» Document segment
[Start of Attachment]

Chicago hospital is generating controversy by becoming the first Catholic medical center in the country to develop a formal practice for helping women stop second-trimester abortions in the middle of the procedures. Resurrection Medical Center, Chicago's largest Catholic hospital, has worked with two anti-abortion groups to develop guidelines for these "unbortions." The hospital's partnership with anti-abortion activists may be "unprecedented," but the medical center's CEO tells the Chicago Tribune that it's "part of who we are... holding life sacred a big piece of what we believe." Here, a brief guide to unbortion:
How does an "unbortion" work?
To perform a second-term abortion, a doctor first inserts a dilator, typically dried seaweed called laminaria, to open a women's cervix. The women is then sent home. Normally, she returns the next day for more luminaria or to have the fetus removed. But now, if a woman changes her mind, the laminaria can be removed, and the cervix then hopefully closes on its own, allowing a woman to carry the pregnancy to term.
Are "unbortions" dangerous?

[End of Attachment]

(Point-per-instance localization data)
[Start of Attachment]

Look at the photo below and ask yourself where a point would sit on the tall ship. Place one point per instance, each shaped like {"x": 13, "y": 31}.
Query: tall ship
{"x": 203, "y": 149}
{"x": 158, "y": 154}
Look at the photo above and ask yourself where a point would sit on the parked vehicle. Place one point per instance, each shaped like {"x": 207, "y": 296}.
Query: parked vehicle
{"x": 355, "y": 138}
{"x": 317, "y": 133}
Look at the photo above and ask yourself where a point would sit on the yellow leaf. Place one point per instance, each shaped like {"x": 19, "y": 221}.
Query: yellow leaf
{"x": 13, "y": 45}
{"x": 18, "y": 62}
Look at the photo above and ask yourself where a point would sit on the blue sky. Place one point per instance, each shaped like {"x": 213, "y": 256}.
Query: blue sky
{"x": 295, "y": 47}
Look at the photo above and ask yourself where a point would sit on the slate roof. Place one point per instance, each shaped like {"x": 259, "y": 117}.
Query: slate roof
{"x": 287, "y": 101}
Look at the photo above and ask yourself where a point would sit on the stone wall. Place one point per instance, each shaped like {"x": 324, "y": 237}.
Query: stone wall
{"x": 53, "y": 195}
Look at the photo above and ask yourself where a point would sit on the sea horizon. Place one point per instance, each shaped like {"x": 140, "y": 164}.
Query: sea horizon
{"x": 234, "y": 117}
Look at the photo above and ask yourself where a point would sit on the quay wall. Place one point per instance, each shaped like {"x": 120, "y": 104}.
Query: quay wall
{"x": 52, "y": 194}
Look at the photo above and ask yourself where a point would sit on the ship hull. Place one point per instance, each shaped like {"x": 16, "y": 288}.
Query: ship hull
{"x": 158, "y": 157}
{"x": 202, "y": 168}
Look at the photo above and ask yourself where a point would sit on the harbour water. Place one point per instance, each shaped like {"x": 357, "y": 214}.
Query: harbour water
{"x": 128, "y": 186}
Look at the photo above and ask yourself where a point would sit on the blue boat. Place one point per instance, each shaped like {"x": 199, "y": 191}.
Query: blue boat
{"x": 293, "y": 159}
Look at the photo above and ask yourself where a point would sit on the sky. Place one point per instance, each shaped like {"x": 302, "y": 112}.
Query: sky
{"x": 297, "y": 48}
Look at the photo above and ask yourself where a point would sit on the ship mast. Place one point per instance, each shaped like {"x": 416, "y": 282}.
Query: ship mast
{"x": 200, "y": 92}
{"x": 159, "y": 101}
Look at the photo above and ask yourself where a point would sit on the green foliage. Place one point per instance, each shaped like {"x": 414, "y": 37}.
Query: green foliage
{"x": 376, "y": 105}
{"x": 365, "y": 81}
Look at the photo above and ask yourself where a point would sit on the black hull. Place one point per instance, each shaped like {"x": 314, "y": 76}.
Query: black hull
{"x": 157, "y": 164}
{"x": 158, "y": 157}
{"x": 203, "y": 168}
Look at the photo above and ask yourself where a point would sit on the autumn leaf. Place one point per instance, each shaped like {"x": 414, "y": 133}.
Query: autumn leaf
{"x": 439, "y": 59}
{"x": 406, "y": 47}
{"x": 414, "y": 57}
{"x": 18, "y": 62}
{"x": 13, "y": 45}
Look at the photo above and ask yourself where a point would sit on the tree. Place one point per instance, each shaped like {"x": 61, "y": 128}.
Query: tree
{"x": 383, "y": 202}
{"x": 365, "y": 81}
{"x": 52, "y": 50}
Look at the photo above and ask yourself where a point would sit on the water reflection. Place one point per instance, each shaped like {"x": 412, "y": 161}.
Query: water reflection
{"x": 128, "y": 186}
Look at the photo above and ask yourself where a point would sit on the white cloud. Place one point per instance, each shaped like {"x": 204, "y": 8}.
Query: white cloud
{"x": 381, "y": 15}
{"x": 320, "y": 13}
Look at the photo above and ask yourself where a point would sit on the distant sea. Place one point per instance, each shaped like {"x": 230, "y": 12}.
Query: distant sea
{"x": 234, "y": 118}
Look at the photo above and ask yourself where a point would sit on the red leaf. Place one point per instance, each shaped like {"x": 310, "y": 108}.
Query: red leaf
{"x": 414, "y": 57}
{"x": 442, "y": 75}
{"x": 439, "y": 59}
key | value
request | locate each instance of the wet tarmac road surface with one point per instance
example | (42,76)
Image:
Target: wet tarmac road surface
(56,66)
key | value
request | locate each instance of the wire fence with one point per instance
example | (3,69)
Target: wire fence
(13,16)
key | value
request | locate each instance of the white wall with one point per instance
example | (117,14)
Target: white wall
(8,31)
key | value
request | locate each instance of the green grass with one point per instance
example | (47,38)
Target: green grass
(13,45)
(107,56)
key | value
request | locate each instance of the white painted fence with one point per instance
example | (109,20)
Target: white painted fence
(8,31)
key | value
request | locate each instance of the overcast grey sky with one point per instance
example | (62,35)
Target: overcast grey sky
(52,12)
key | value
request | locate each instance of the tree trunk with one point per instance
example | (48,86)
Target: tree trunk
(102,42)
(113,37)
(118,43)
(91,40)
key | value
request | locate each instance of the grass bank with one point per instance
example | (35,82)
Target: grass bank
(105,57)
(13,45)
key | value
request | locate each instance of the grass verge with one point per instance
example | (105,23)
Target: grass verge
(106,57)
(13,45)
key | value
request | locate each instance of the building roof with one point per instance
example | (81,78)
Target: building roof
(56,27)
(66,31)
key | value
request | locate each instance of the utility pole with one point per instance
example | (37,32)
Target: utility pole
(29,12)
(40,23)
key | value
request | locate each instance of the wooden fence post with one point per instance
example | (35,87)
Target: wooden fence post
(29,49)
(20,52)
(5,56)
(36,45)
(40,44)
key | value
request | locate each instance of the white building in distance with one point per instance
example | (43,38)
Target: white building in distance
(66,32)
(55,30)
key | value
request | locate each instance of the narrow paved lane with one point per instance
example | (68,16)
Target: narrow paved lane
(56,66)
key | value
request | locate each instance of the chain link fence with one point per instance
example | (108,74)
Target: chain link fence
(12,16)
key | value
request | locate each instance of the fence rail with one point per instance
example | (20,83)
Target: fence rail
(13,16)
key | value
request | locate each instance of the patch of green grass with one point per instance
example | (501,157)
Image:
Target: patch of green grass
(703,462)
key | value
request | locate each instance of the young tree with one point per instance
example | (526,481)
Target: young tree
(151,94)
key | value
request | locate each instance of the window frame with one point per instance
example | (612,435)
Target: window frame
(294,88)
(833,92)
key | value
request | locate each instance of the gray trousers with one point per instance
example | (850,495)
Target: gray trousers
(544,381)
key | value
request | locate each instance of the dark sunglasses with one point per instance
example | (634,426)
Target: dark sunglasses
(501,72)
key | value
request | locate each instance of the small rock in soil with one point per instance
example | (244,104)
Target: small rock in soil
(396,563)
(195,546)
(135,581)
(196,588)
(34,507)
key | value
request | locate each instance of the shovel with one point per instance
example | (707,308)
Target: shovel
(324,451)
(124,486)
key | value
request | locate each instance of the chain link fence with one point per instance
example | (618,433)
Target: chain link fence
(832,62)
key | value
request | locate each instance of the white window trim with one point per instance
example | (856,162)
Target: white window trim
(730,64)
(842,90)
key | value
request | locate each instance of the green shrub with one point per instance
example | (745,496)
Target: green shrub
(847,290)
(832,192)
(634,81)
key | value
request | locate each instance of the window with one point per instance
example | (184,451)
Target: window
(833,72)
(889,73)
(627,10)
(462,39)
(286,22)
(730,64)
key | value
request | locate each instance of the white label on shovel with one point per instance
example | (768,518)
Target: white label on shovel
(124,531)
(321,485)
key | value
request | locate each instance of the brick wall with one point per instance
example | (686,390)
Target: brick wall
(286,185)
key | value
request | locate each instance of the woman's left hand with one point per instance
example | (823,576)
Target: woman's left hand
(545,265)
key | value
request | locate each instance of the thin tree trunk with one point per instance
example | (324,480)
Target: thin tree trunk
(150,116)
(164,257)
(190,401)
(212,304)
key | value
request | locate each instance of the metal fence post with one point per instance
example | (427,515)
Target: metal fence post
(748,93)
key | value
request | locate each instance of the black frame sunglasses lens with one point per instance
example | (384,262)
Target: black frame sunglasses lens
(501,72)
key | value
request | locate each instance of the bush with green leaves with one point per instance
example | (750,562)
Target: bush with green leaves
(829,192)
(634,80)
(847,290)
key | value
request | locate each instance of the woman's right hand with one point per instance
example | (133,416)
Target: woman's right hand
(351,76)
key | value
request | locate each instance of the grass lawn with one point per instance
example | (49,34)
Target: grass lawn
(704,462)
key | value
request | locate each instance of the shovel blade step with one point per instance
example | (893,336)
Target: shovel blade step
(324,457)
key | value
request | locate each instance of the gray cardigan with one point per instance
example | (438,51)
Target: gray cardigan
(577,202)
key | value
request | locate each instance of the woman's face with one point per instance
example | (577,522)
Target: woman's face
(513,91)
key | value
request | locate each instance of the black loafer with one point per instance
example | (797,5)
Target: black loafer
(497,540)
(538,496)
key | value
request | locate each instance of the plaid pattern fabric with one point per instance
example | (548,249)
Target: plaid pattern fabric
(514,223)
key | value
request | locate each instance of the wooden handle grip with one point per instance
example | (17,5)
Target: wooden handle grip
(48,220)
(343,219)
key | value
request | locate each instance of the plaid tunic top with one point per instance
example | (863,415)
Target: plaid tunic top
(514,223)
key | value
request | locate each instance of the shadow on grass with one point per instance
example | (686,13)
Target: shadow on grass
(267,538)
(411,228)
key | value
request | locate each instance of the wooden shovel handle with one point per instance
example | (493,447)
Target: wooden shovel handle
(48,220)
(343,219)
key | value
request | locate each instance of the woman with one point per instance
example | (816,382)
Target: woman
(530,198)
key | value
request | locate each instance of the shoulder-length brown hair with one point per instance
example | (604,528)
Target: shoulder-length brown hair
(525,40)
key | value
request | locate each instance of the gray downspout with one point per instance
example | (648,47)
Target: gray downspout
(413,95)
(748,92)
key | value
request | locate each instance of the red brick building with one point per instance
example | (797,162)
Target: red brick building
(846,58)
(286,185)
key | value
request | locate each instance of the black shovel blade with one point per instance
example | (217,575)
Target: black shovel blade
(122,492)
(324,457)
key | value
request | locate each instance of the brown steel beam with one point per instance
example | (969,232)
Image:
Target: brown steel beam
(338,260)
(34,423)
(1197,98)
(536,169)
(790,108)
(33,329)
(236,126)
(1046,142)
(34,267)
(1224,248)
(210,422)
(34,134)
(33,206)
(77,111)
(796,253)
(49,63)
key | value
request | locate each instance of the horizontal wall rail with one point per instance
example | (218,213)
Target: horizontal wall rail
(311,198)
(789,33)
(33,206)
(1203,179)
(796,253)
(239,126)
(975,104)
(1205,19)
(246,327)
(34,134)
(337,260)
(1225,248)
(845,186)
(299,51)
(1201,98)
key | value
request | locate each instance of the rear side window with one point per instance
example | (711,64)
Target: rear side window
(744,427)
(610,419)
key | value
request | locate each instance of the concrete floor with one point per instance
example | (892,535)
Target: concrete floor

[End of Attachment]

» What the exercise asks
Resume the news piece on the Chicago Catholic hospital's "unbortion" practice, picking up after its last line.

» Answer to the problem
Possibly. Some doctors warn that it's an "uncharted" procedure that can result in a risky pregnancy, premature delivery, or miscarriage. Indeed, a 2009 New York University report found that in two out of four cases in which the dilator was removed, the result was a premature birth where the baby did not survive.
Who's having "unbortions"?
Anti-abortion "sidewalk counselors" approach women outside of abortion clinics and inform them of the option to stop their abortions. Those that opt to do so are escorted to Resurrection's emergency room, where they are treated immediately. An anonymous 28-year-old woman, as quoted in the Chicago Tribune, says that she's grateful that a "pushy" priest approached her. "He saved the life of my baby and maybe he saved my life too." Yeah, but will the sidewalk counselors be there for middle-of the night feedings? asks Jessica Wakeman at The Frisky. "Will they pay for the formula and diapers?"
How many women have had this procedure?
Three women have had their abortions halted at Resurrection, but doctors have performed the procedure on rare occasion for decades. For instance, one study, out of Tel Aviv, looked at 21 women who had the procedure between 1978 and 1990. Four of the women chose to have the laminaria reinserted and went through with the abortion, two delivered prematurely, one miscarried, and 14 carried their pregnancies to term.